Exercise directions – Copy the lines below word for word, omitting any pictures.

Extracted records –
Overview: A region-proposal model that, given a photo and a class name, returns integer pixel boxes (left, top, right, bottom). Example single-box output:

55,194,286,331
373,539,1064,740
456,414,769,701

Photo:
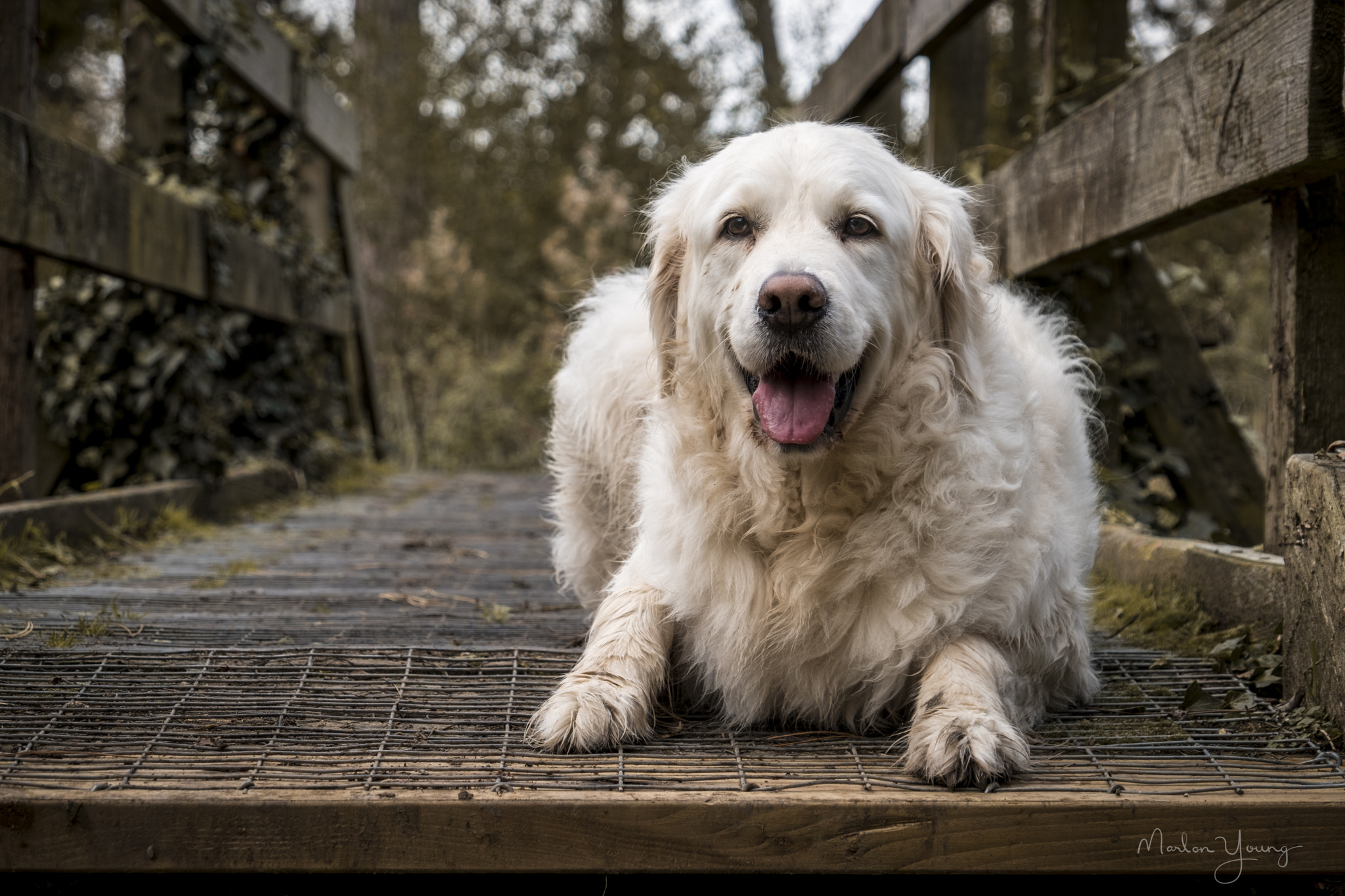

Written response –
Overview: A region-proposal model that, given a photo and a class name, returns integer pixel boxes (left, top, right, bottom). Example single-box output:

55,194,286,331
373,539,1064,740
456,414,769,701

Photo:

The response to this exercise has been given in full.